Your job is to transcribe the material exactly, every line included.

» Exercise material:
= = = = = = =

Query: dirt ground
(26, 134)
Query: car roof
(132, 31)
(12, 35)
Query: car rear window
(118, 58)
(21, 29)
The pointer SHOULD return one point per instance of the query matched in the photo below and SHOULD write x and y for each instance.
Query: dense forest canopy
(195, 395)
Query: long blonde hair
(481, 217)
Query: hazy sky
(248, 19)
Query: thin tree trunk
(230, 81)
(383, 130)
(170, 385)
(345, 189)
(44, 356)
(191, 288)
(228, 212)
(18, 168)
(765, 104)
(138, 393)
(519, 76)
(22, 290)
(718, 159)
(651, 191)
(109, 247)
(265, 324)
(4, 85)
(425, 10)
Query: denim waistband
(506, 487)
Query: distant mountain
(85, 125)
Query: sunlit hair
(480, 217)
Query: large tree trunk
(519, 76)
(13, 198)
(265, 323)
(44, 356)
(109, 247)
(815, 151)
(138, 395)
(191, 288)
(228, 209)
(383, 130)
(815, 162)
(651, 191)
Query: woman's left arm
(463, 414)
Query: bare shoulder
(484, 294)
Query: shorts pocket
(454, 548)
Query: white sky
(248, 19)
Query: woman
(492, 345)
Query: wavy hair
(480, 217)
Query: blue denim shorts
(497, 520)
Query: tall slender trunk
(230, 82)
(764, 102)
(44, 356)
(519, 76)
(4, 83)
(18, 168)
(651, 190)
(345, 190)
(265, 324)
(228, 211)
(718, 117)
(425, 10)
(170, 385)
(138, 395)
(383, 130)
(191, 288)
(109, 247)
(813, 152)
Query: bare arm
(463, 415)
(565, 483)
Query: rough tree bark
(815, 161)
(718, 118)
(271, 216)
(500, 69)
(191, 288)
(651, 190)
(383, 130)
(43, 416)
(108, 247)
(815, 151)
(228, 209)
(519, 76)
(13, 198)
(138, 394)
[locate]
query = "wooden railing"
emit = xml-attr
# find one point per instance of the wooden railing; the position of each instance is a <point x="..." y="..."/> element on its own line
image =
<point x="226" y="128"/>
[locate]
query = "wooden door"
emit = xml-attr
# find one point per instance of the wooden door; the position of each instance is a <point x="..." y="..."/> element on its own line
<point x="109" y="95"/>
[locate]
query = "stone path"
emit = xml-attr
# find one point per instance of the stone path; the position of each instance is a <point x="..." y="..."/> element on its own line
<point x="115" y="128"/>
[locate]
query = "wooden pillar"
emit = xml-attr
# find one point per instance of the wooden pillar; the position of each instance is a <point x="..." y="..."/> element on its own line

= = = = = = =

» Output for this task:
Query: dirt ground
(26, 134)
Query: car roof
(132, 31)
(12, 35)
Query: car rear window
(118, 58)
(21, 29)
The pointer SHOULD return one point per instance of the query matched in the photo below and SHOULD write x and y for each instance.
Query: dense forest canopy
(195, 395)
Query: long blonde hair
(481, 217)
Query: hazy sky
(248, 19)
Query: thin tree trunk
(230, 81)
(383, 130)
(170, 385)
(345, 189)
(44, 356)
(191, 288)
(228, 212)
(18, 168)
(765, 104)
(138, 393)
(519, 76)
(22, 290)
(718, 159)
(651, 191)
(109, 247)
(265, 324)
(4, 85)
(425, 10)
Query: denim waistband
(506, 487)
Query: distant mountain
(85, 125)
Query: sunlit hair
(480, 217)
Query: large tree trunk
(519, 76)
(13, 198)
(265, 323)
(44, 356)
(109, 247)
(815, 151)
(138, 395)
(191, 288)
(228, 209)
(383, 130)
(815, 162)
(651, 191)
Query: woman's left arm
(463, 414)
Query: bare shoulder
(484, 294)
Query: shorts pocket
(454, 548)
Query: white sky
(248, 19)
Query: woman
(492, 345)
Query: wavy hair
(480, 217)
Query: blue denim shorts
(497, 520)
Query: tall slender trunk
(230, 82)
(764, 102)
(44, 356)
(519, 76)
(4, 83)
(18, 168)
(651, 190)
(345, 190)
(265, 324)
(228, 211)
(718, 117)
(425, 10)
(170, 385)
(138, 395)
(383, 130)
(191, 288)
(109, 247)
(813, 152)
Query: bare arm
(463, 415)
(565, 483)
Query: rough tree bark
(815, 161)
(718, 118)
(271, 216)
(500, 69)
(191, 288)
(651, 190)
(383, 130)
(43, 416)
(108, 247)
(815, 151)
(228, 209)
(519, 76)
(13, 198)
(138, 394)
[locate]
query = "wooden railing"
emit = xml-attr
# find one point per instance of the wooden railing; the position of each instance is a <point x="..." y="..."/> element on its own line
image =
<point x="226" y="128"/>
[locate]
query = "wooden door"
emit = xml-attr
# find one point per instance of the wooden door; the position of each instance is a <point x="..." y="..."/> element on its own line
<point x="109" y="95"/>
[locate]
query = "stone path"
emit = xml-attr
# find one point per instance of the stone path; the position of each instance is a <point x="..." y="..."/> element on its own line
<point x="115" y="128"/>
[locate]
query = "wooden pillar"
emit = xml-attr
# find one point per instance of the wooden pillar; the position of each instance is a <point x="..." y="..."/> element on its own line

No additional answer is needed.